(Text provided):
================

Whatever we might think about current events in the United States, most of us could probably agree a backlash against traditional authority and expertise has ripped through the place. A fair share probably agree this discontent and distrust extends to experts in general, for instance, in the media, the economy, the educational system, and the sciences.
So I feel the need to get something off my chest.
It’s no secret, I have a complicated relationship with experts and the media. To put it mildly. I’ve spent years of my life, my entire career really, immersed in expertise and research one way or another. Although I’m not a journalist, I’ve been a parenting columnist, a writer, and a blogger so I guess I’m part of the media. Yet I have spent the past decade or so debunkingexperts and news about kids, questioning the claims, the reporting, studies, evidence and even the expertise of some supposed experts. I’ve urged parents to do the same. I’ve urged you to do the same. To think critically, carefully, about news and advice, including the sources reporting it and the evidence behind it.
Now on first glance, this approach might sound like I’m suggesting all experts and media are worthless and should be fired. Ignored. Tossed in a new circle of hell roiling with pundits, publishers, and mommy bloggers posting the same useless or flawed advice over and over again. And researchers so in love with their own beliefs they keep finding the same thing over and over. On some days, out of sheer frustration I might have been tempted to suggest this course of action. Also, I admit, there have been times I might have used too much snark and had too much fun.
But I want to make something absolutely clear – I still believe in experts and the media even if they are imperfect.
I NEED them. I need the news media to evolve in this new digital economy, and do a better job at cutting through the swath of information and misinformation in this post-fact era when even the facts seem up for grabs. Yes we all need the writers and news organizations trained and devoted to discovering and communicating reliable, credible, nuanced, accurate and unbiased knowledge, including scientific knowledge. Of course we also need the researchers, pediatricians and other professionals working with children steeped in experience and expertise. We will need to rely on them in this highly fractured, everybody and anybody can play an expert or can-dig-up-or-do-a-study world – with more news, more experts, more outlets, more platforms, more claims, more spin, more opinion, more evidence, more studies, more sophisticated science than ever…as traditional newsrooms (how quaint that even sounds), the Washington Posts, New York Times, etc. continue to shrink and more people turn to social media for their news and hopefully someday Facebook and Google stop promoting unreliable news and outright fake news. It is only a matter of time before FB starts hiring all the unemployed editors and reporters to start producing their own news. (Then will they care about the accuracy of news and information?)
We need to talk about the experts more. And the media. And not just when it comes to politicians and elections. This is my hope for the coming year.

================

Copy the essay on trust in experts and the media word for word, starting at "So I feel the" and continuing up to and including "evidence behind it.". The items are taken from a separate source.

Point-per-instance localization data
================

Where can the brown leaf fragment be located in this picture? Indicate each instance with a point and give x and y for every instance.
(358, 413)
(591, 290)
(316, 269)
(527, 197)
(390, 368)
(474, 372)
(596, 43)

================

(Result):
So I feel the need to get something off my chest.
It’s no secret, I have a complicated relationship with experts and the media. To put it mildly. I’ve spent years of my life, my entire career really, immersed in expertise and research one way or another. Although I’m not a journalist, I’ve been a parenting columnist, a writer, and a blogger so I guess I’m part of the media. Yet I have spent the past decade or so debunkingexperts and news about kids, questioning the claims, the reporting, studies, evidence and even the expertise of some supposed experts. I’ve urged parents to do the same. I’ve urged you to do the same. To think critically, carefully, about news and advice, including the sources reporting it and the evidence behind it.